------ Material provided

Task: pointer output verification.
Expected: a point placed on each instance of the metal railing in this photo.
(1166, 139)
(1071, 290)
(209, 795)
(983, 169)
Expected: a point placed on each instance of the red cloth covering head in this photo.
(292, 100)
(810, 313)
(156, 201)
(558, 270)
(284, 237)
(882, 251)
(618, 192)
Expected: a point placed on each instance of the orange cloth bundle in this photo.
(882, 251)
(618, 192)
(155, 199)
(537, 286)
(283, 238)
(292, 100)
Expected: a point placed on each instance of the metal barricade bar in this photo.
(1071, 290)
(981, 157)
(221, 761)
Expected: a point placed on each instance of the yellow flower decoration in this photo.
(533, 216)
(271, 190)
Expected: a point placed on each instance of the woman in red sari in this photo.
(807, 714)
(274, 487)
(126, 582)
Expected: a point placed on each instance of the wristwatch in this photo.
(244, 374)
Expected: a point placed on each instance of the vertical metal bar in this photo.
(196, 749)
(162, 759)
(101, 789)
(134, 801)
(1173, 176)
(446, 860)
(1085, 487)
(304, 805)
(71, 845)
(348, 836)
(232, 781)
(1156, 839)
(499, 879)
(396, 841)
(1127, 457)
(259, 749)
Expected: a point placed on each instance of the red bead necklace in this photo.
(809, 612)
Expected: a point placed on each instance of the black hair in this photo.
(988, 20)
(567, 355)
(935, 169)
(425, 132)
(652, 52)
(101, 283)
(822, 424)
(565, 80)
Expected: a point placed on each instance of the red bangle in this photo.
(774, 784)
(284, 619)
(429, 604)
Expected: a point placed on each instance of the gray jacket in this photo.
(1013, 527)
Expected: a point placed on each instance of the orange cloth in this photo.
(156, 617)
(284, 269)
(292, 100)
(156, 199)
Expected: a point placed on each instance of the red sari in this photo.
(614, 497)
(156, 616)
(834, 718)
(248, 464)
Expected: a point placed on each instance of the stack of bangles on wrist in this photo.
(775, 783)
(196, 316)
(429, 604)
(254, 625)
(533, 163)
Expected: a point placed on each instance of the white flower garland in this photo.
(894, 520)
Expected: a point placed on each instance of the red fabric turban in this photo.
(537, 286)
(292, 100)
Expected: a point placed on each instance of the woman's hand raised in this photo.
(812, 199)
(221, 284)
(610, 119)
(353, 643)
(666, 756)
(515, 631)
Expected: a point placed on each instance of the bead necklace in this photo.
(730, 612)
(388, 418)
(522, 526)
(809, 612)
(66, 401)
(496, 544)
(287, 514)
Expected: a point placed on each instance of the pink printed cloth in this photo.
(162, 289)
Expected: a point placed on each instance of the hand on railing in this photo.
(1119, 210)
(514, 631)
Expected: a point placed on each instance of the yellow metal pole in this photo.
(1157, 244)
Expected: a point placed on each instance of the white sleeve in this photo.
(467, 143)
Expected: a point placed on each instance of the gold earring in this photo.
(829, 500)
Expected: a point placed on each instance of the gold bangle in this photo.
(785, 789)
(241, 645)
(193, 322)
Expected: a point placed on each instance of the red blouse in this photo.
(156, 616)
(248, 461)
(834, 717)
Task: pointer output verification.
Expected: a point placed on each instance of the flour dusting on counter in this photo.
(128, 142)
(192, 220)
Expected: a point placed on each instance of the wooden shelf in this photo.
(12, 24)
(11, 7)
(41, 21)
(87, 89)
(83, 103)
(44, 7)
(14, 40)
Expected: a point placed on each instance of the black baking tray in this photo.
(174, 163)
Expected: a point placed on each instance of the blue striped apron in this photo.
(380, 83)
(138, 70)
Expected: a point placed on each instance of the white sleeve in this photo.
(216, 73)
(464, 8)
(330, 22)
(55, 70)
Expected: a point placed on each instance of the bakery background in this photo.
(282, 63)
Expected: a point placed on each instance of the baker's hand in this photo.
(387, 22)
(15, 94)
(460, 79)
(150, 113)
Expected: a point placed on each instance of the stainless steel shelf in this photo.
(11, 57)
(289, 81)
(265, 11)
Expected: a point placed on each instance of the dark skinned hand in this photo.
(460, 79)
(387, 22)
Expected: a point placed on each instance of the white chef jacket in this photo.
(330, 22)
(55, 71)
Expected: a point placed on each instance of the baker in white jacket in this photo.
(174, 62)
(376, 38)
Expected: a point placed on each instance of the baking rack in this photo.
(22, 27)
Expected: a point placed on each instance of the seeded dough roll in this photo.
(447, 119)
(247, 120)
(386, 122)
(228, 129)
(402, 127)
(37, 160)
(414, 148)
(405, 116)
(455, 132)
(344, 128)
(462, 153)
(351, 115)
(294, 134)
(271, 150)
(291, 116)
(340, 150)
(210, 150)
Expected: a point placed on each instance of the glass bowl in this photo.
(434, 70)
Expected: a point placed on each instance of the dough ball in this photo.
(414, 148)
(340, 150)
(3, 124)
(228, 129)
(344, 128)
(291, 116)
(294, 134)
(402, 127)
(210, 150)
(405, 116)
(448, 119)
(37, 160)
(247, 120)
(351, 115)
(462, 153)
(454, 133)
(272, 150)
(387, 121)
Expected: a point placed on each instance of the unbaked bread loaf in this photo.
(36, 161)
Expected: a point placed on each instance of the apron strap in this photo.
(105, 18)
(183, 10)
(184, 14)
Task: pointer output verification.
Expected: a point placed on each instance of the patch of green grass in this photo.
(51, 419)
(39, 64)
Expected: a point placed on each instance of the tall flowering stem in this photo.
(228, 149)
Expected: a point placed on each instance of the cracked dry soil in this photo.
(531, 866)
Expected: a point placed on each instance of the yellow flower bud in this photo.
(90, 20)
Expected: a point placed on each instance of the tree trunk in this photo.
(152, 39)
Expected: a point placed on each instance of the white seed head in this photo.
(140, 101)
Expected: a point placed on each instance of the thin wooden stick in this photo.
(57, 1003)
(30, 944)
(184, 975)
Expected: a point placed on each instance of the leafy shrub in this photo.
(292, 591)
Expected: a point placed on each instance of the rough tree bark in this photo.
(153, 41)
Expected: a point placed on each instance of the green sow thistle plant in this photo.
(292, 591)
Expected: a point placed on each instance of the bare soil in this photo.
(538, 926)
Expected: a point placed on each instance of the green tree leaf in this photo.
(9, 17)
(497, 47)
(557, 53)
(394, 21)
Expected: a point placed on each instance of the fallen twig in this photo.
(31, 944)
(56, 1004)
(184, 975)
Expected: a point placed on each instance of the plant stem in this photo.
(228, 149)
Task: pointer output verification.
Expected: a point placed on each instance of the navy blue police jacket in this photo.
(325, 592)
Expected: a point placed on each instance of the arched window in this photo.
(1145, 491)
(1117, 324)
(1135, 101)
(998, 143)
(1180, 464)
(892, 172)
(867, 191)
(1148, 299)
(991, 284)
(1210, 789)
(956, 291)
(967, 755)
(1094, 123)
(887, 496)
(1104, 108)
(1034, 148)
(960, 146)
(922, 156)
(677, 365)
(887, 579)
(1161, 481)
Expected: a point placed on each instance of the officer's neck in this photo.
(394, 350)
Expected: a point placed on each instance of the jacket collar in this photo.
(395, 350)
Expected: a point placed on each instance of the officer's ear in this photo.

------------

__What is needed__
Turn every line of the records above into a numbered list, one line per item, and leave out any blank lines.

__Reply__
1. Task: pointer output verification.
2. Expected: a point placed on each instance of the metal railing in this photo.
3. (1166, 139)
4. (1071, 290)
5. (209, 795)
6. (983, 169)
7. Expected: a point placed on each instance of the red cloth covering head in this photo.
8. (292, 100)
9. (810, 313)
10. (156, 201)
11. (558, 270)
12. (284, 237)
13. (882, 251)
14. (618, 192)
15. Expected: a point placed on each instance of the orange cloth bundle in this photo.
16. (882, 251)
17. (618, 192)
18. (155, 199)
19. (537, 286)
20. (283, 238)
21. (292, 100)
22. Expected: a point placed on each instance of the metal barricade bar in this photo.
23. (1071, 290)
24. (981, 157)
25. (221, 761)
26. Expected: a point placed on each instance of the yellow flower decoration in this photo.
27. (533, 216)
28. (271, 190)
29. Expected: a point placed on each instance of the woman in red sari in this photo.
30. (807, 714)
31. (274, 487)
32. (126, 582)
33. Expected: a point placed on each instance of the wristwatch in this photo.
34. (244, 374)
35. Expected: a point placed on each instance of the vertical metal bar in this photo.
36. (196, 749)
37. (162, 759)
38. (101, 789)
39. (134, 801)
40. (1173, 176)
41. (446, 860)
42. (1085, 487)
43. (304, 805)
44. (71, 845)
45. (348, 836)
46. (232, 781)
47. (1156, 839)
48. (499, 879)
49. (396, 841)
50. (1127, 457)
51. (259, 749)
52. Expected: a point placed on each instance of the red bead necklace in this photo.
53. (809, 612)
54. Expected: a point placed on each instance of the black hair in this photo.
55. (988, 20)
56. (567, 355)
57. (935, 169)
58. (425, 132)
59. (652, 52)
60. (101, 283)
61. (822, 424)
62. (565, 80)
63. Expected: a point placed on each instance of the red bangle in this photo.
64. (774, 784)
65. (284, 619)
66. (429, 604)
67. Expected: a point placed on each instance of the gray jacket in this photo.
68. (1013, 527)
69. Expected: a point placed on each instance of the orange cloth in this photo.
70. (156, 617)
71. (284, 269)
72. (292, 100)
73. (156, 199)
74. Expected: a point placed on each instance of the red sari in this photo.
75. (614, 497)
76. (156, 616)
77. (834, 718)
78. (248, 464)
79. Expected: a point placed on each instance of the stack of bangles on wrist in this photo.
80. (775, 783)
81. (196, 316)
82. (429, 604)
83. (254, 625)
84. (533, 163)
85. Expected: a point placed on each instance of the white flower garland in this photo.
86. (894, 520)
87. Expected: a point placed on each instance of the red fabric turban in this photo.
88. (537, 286)
89. (292, 100)
90. Expected: a point placed on each instance of the woman's hand raised in this photo.
91. (812, 199)
92. (221, 284)
93. (610, 119)
94. (353, 643)
95. (666, 756)
96. (515, 631)
97. Expected: a point placed on each instance of the bead necklace in this photo.
98. (730, 612)
99. (388, 418)
100. (522, 526)
101. (809, 612)
102. (66, 401)
103. (496, 544)
104. (287, 514)
105. Expected: a point placed on each instance of the pink printed cloth in this photo.
106. (162, 289)
107. Expected: a point placed on each instance of the hand on railing in this photo.
108. (1119, 210)
109. (514, 631)
110. Expected: a point placed on each instance of the yellow metal pole in this photo.
111. (1157, 244)
112. Expected: a point placed on each instance of the white sleeve in this photo.
113. (467, 143)
114. Expected: a point placed on each instance of the gold earring in this photo.
115. (829, 500)
116. Expected: a point placed on each instance of the gold bangle in this photo.
117. (785, 789)
118. (241, 645)
119. (193, 322)
120. Expected: a point placed on each instance of the red blouse in this photo.
121. (156, 616)
122. (248, 461)
123. (834, 717)
124. Task: pointer output verification.
125. Expected: a point placed on each instance of the flour dusting on counter in this photo.
126. (128, 142)
127. (192, 220)
128. Expected: a point placed on each instance of the wooden shelf in this photo.
129. (12, 24)
130. (11, 7)
131. (41, 21)
132. (87, 89)
133. (83, 103)
134. (44, 7)
135. (14, 40)
136. Expected: a point placed on each instance of the black baking tray in this photo.
137. (174, 163)
138. Expected: a point placed on each instance of the blue striped apron in this photo.
139. (380, 83)
140. (138, 70)
141. Expected: a point placed on each instance of the white sleeve in this photo.
142. (216, 73)
143. (464, 8)
144. (330, 22)
145. (55, 70)
146. Expected: a point placed on each instance of the bakery background in this photo.
147. (282, 63)
148. Expected: a point placed on each instance of the baker's hand in this photo.
149. (387, 22)
150. (15, 94)
151. (460, 79)
152. (150, 113)
153. Expected: a point placed on each instance of the stainless steel shelf in this photo.
154. (11, 57)
155. (289, 81)
156. (265, 11)
157. Expected: a point placed on each instance of the dark skinned hand in this photo.
158. (460, 79)
159. (387, 22)
160. Expected: a point placed on each instance of the white chef jacket in this photo.
161. (330, 22)
162. (55, 71)
163. Expected: a point placed on each instance of the baker in white jacket in this photo.
164. (174, 62)
165. (376, 38)
166. Expected: a point placed on each instance of the baking rack in this photo.
167. (22, 27)
168. Expected: a point placed on each instance of the seeded dough roll in this photo.
169. (447, 119)
170. (247, 120)
171. (386, 122)
172. (228, 129)
173. (402, 127)
174. (37, 160)
175. (414, 148)
176. (405, 116)
177. (455, 132)
178. (344, 128)
179. (462, 153)
180. (351, 115)
181. (294, 134)
182. (271, 150)
183. (291, 116)
184. (340, 150)
185. (210, 150)
186. Expected: a point placed on each instance of the glass bowl in this photo.
187. (434, 70)
188. Expected: a point placed on each instance of the dough ball in this photo.
189. (414, 148)
190. (340, 150)
191. (3, 124)
192. (228, 129)
193. (344, 128)
194. (291, 116)
195. (294, 134)
196. (402, 127)
197. (210, 150)
198. (405, 116)
199. (448, 119)
200. (37, 160)
201. (247, 120)
202. (351, 115)
203. (462, 153)
204. (454, 133)
205. (272, 150)
206. (387, 121)
207. Expected: a point placed on each instance of the unbaked bread loaf in this photo.
208. (36, 161)
209. Expected: a point placed on each instance of the apron strap in this photo.
210. (105, 18)
211. (183, 10)
212. (184, 14)
213. Task: pointer output verification.
214. Expected: a point placed on each instance of the patch of green grass in this photo.
215. (51, 419)
216. (39, 64)
217. Expected: a point placed on each instance of the tall flowering stem in this photo.
218. (228, 149)
219. Expected: a point placed on each instance of the cracked dry soil in this photo.
220. (531, 866)
221. Expected: a point placed on each instance of the yellow flower bud in this photo.
222. (90, 20)
223. Expected: a point placed on each instance of the tree trunk in this photo.
224. (152, 39)
225. Expected: a point placed on each instance of the white seed head in this photo.
226. (140, 101)
227. Expected: a point placed on each instance of the thin wooden stick in this photo.
228. (57, 1003)
229. (30, 944)
230. (184, 975)
231. Expected: a point placed on each instance of the leafy shrub in this photo.
232. (292, 591)
233. Expected: a point placed on each instance of the rough tree bark in this photo.
234. (153, 41)
235. Expected: a point placed on each instance of the green sow thistle plant in this photo.
236. (292, 591)
237. Expected: a point placed on each instance of the bare soil in this photo.
238. (538, 926)
239. Expected: a point placed on each instance of the green tree leaf in this photo.
240. (9, 17)
241. (497, 47)
242. (557, 53)
243. (394, 21)
244. Expected: a point placed on each instance of the fallen twig in this photo.
245. (31, 944)
246. (56, 1004)
247. (184, 975)
248. Expected: a point placed on each instance of the plant stem in this photo.
249. (228, 149)
250. Task: pointer output verification.
251. Expected: a point placed on each instance of the navy blue police jacket in this photo.
252. (325, 592)
253. Expected: a point placed on each instance of the arched window in this photo.
254. (1145, 491)
255. (1117, 324)
256. (1135, 101)
257. (998, 143)
258. (1180, 464)
259. (892, 172)
260. (867, 191)
261. (1148, 299)
262. (991, 284)
263. (1210, 789)
264. (956, 291)
265. (967, 755)
266. (1094, 123)
267. (887, 496)
268. (1104, 108)
269. (1034, 148)
270. (960, 146)
271. (922, 156)
272. (677, 365)
273. (887, 579)
274. (1161, 481)
275. Expected: a point placed on each instance of the officer's neck in this photo.
276. (394, 350)
277. Expected: a point placed on each instance of the jacket collar in this photo.
278. (395, 350)
279. Expected: a point placed on each instance of the officer's ear in this photo.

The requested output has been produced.